- What this task involves:
Exact copies of the lines from the one holding "Target: dirt hillside slope" through the last line of the entries below are to be printed, with pictures omitted.
*** Supplied data ***
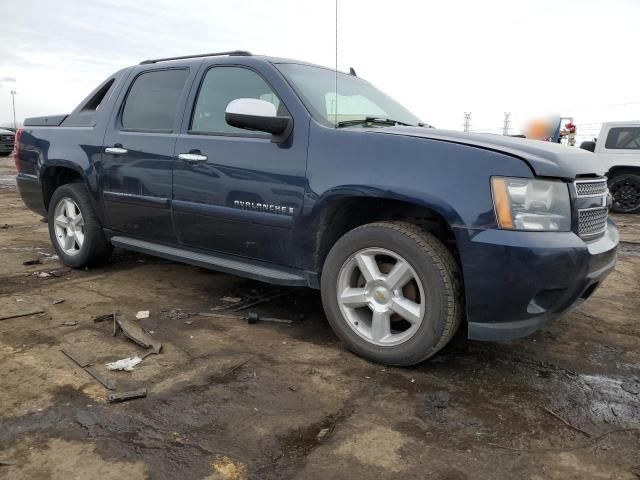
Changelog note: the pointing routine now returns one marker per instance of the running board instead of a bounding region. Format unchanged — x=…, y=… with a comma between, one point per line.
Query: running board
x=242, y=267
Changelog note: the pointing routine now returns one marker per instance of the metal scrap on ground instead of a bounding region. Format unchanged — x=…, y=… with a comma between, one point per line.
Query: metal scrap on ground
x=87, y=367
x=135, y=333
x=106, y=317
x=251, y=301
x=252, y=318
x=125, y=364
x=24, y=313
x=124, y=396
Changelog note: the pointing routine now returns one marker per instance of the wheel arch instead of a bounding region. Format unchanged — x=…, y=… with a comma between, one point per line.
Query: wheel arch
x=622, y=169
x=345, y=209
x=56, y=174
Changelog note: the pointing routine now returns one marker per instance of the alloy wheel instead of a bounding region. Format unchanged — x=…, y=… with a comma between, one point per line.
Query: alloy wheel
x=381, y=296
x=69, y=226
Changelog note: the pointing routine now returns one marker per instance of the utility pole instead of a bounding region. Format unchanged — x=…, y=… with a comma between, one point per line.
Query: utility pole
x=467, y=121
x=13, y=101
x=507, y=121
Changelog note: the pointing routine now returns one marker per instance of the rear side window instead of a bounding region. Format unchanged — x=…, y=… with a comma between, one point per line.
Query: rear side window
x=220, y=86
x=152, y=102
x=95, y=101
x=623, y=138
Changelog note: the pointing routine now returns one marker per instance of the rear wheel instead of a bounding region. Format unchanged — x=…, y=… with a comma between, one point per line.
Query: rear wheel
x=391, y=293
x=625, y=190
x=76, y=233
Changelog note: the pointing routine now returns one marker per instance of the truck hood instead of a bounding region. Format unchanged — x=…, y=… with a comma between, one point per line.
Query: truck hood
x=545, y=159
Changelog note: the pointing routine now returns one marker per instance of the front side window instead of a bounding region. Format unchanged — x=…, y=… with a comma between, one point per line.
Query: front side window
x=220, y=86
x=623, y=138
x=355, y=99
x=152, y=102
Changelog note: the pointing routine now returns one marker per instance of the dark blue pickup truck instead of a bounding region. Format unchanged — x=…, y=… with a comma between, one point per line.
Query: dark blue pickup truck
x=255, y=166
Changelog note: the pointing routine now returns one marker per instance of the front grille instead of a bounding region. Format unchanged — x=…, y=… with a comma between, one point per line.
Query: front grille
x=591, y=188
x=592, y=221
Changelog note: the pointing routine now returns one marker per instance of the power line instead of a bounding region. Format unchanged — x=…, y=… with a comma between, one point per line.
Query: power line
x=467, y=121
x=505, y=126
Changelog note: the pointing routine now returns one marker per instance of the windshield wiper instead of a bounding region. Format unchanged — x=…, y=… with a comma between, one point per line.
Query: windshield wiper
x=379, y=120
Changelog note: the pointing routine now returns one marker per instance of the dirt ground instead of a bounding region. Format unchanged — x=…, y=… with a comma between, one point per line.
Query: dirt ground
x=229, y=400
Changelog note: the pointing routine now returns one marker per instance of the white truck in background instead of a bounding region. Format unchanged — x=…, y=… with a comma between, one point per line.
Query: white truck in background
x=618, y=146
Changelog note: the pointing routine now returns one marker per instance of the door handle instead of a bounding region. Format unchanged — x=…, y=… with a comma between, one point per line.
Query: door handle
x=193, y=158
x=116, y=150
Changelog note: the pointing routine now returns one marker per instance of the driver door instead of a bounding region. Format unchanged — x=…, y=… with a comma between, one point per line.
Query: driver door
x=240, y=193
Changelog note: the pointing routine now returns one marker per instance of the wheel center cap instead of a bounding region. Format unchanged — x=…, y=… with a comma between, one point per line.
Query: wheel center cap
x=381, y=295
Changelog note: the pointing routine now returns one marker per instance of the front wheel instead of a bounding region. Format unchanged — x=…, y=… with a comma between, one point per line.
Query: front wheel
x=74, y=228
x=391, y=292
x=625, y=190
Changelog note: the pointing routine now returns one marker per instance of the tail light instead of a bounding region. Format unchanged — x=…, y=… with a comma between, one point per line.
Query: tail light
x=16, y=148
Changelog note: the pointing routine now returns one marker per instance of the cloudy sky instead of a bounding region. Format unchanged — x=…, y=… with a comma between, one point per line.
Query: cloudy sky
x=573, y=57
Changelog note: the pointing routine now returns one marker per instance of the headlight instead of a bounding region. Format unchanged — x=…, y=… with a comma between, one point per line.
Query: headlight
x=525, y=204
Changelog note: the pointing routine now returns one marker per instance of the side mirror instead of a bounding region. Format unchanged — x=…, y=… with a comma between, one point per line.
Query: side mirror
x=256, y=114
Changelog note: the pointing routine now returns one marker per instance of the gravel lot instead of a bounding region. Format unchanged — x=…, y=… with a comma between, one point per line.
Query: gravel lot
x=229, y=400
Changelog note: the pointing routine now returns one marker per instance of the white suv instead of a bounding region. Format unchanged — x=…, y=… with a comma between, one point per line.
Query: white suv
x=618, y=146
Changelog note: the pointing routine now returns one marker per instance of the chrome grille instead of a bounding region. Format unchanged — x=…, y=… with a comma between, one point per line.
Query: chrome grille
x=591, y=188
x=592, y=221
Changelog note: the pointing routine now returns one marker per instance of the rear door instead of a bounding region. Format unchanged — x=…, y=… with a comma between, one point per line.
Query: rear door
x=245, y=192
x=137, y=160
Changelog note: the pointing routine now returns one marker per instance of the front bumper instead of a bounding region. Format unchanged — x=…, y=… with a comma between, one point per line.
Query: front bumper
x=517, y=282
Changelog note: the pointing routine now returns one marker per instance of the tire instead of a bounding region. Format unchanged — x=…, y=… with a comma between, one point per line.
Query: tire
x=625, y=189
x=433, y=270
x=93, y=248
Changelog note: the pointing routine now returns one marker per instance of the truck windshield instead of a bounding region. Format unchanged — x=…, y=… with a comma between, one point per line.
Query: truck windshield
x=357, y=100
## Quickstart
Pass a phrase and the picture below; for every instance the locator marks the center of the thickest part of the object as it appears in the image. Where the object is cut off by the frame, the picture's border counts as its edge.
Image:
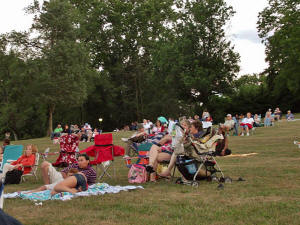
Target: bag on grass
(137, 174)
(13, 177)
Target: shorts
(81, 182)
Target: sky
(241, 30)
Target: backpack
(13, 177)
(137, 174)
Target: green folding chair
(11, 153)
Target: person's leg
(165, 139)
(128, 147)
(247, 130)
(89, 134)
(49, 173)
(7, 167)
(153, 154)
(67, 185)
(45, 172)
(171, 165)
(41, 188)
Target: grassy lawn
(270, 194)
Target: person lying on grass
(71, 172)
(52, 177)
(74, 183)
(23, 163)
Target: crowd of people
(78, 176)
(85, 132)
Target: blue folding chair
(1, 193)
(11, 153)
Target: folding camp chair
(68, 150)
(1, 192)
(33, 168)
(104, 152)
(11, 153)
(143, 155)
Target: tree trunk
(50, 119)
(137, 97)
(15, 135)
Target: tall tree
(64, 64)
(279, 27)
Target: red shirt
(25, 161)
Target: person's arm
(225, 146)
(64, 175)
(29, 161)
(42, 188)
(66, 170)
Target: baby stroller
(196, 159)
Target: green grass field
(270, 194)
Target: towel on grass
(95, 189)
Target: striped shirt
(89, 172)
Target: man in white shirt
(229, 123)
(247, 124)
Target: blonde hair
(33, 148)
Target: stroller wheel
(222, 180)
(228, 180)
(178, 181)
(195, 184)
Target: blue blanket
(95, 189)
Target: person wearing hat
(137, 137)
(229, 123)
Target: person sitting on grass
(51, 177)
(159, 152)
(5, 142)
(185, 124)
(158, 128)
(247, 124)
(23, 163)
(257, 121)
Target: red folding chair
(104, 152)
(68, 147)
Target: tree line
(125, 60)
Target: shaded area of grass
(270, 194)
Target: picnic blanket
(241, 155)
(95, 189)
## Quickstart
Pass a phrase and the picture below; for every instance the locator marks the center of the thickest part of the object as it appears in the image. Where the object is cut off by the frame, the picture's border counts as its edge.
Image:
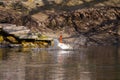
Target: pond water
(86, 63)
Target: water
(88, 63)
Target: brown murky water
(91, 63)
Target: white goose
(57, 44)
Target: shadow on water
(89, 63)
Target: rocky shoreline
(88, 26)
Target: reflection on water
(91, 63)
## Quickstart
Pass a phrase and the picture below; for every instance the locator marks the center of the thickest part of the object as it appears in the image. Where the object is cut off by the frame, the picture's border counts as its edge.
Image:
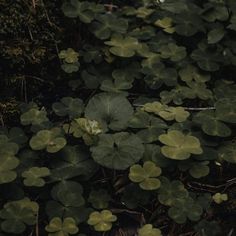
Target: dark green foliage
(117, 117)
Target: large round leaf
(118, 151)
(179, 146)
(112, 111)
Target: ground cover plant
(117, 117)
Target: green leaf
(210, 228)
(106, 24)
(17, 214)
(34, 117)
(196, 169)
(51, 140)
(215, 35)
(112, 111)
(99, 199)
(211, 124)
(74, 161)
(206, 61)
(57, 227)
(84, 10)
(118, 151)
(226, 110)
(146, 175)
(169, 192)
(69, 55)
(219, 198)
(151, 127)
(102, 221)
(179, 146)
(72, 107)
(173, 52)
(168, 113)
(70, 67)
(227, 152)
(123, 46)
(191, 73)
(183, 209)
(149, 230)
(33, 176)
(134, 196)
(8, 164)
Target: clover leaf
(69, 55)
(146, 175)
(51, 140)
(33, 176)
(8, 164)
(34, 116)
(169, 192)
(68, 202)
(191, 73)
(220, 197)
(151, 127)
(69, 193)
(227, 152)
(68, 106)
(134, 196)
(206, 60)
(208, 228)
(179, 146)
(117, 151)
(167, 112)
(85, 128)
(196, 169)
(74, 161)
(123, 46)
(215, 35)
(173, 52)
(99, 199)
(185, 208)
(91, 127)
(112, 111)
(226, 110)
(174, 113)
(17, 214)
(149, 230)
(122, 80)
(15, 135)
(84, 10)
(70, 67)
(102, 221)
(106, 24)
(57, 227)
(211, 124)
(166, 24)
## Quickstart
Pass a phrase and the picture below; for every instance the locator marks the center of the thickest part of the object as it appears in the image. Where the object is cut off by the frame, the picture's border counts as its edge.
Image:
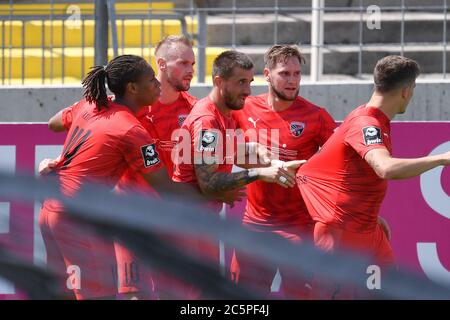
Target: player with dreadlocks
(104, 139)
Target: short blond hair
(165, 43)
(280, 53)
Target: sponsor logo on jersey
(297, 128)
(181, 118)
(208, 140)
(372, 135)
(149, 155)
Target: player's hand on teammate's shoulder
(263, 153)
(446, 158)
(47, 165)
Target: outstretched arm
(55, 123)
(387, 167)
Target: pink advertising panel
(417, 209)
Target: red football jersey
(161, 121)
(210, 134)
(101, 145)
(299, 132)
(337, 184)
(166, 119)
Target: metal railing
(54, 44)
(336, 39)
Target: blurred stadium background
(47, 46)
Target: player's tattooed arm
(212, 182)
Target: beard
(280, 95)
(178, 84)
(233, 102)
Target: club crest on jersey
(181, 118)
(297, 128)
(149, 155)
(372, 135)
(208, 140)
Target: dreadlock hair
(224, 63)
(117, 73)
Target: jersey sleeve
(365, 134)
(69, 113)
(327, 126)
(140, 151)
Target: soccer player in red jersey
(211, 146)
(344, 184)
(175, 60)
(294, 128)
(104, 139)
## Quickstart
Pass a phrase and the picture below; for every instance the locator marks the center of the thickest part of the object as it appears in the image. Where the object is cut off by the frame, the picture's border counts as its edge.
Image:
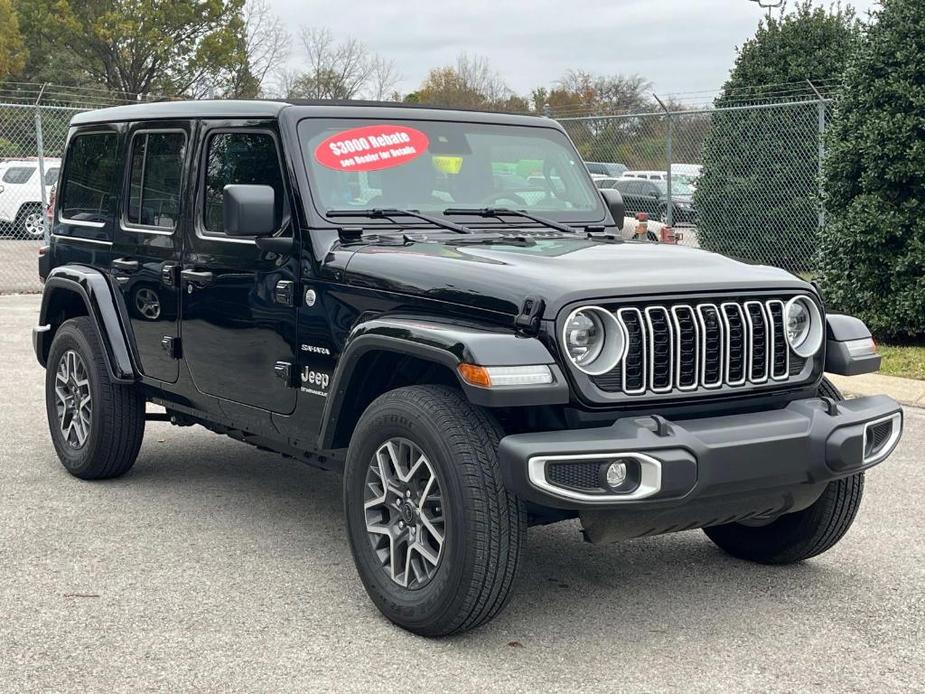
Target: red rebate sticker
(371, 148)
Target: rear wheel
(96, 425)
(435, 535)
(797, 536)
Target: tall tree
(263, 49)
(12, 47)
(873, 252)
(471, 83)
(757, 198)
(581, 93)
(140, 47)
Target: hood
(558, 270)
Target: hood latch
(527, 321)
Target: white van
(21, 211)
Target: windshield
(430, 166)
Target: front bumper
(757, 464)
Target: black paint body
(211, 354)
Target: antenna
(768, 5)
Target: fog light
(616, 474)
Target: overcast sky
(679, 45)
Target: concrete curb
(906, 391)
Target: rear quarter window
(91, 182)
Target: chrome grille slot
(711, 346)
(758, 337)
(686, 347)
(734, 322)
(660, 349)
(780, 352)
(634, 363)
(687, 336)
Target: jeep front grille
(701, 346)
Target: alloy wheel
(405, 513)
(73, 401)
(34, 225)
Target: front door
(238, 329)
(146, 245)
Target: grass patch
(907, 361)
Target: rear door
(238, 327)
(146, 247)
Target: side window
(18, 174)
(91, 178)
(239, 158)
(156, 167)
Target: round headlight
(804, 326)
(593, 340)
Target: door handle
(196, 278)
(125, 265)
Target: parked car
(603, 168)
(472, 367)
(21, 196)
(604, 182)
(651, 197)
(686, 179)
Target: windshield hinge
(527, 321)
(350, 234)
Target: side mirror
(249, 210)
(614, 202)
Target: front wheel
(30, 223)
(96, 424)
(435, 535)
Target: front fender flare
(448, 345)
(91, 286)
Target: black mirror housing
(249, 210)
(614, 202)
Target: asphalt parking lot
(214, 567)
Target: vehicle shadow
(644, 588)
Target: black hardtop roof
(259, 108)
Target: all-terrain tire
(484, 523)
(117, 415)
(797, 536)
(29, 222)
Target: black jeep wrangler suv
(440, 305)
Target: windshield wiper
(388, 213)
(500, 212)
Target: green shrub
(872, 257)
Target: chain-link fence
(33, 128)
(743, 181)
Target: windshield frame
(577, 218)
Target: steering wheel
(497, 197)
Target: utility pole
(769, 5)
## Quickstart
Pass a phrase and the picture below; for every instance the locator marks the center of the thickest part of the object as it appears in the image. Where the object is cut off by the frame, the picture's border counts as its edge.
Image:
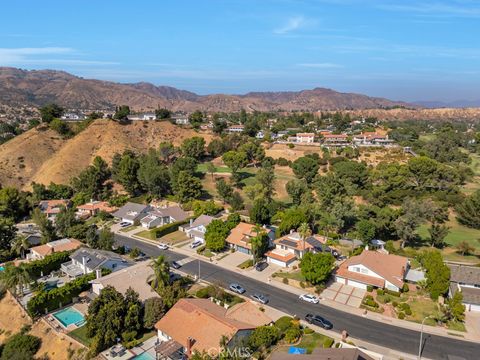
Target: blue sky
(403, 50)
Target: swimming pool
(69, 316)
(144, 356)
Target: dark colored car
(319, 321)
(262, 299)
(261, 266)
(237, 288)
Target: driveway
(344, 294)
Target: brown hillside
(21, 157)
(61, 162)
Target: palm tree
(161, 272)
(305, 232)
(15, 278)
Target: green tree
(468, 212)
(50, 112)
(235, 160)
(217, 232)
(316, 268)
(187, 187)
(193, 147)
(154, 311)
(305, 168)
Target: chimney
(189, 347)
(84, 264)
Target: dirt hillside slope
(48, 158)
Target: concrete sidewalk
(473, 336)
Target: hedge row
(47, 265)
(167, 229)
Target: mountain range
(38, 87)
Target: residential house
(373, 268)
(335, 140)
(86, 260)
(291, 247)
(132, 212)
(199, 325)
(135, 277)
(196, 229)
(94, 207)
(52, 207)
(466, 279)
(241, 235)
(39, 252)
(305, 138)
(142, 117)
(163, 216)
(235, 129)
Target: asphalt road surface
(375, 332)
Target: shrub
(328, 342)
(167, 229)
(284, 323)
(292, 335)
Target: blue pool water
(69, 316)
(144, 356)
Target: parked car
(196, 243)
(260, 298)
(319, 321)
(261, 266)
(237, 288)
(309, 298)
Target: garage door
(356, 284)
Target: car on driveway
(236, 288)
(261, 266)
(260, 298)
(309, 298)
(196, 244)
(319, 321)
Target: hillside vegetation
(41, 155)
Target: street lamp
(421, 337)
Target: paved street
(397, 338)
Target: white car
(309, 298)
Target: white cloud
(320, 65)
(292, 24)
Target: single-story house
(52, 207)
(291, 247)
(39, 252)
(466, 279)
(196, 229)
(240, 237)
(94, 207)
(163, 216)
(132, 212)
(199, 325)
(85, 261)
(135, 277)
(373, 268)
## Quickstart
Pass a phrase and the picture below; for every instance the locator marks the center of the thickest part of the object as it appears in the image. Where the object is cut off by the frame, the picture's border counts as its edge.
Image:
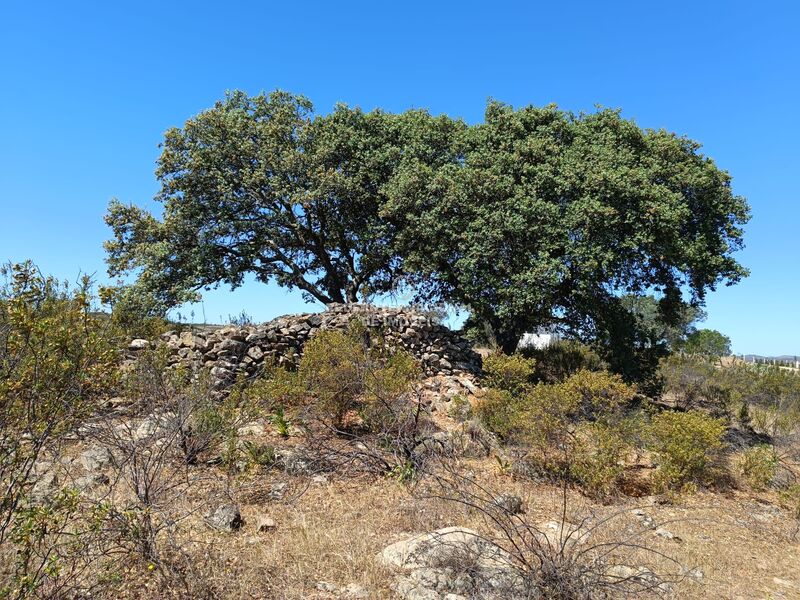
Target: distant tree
*** End of Supplied data ***
- Output for this exercise:
Target: dirt hillside slope
(48, 158)
Target: concrete sidewalk
(473, 336)
Target: hedge row
(47, 265)
(167, 229)
Target: mountain range
(38, 87)
Target: residential house
(373, 268)
(335, 140)
(86, 260)
(291, 247)
(132, 212)
(199, 325)
(135, 277)
(196, 229)
(94, 207)
(52, 207)
(466, 279)
(241, 235)
(39, 252)
(305, 138)
(142, 117)
(163, 216)
(235, 129)
Target: asphalt road surface
(375, 332)
Target: shrub
(328, 342)
(167, 229)
(284, 323)
(292, 335)
Target: blue pool water
(69, 316)
(144, 356)
Target: parked car
(196, 243)
(260, 298)
(319, 321)
(261, 266)
(237, 288)
(309, 298)
Target: garage door
(356, 284)
Target: car on driveway
(236, 288)
(261, 266)
(260, 298)
(309, 298)
(196, 244)
(319, 321)
Target: hillside vegetation
(41, 155)
Target: street lamp
(421, 337)
Target: paved street
(397, 338)
Target: white car
(309, 298)
Target: white cloud
(320, 65)
(292, 24)
Target: single-story house
(52, 207)
(291, 247)
(39, 252)
(466, 279)
(196, 229)
(240, 237)
(94, 207)
(163, 216)
(132, 212)
(199, 325)
(85, 261)
(135, 277)
(373, 268)
## Quickstart
Pass a phrase and the picture below; for every instance the locator marks the center of the thickest part of the object as it appears in the image. Where the object is cut off by the frame, the picture's border counts as its edge.
Image:
Target: distant tree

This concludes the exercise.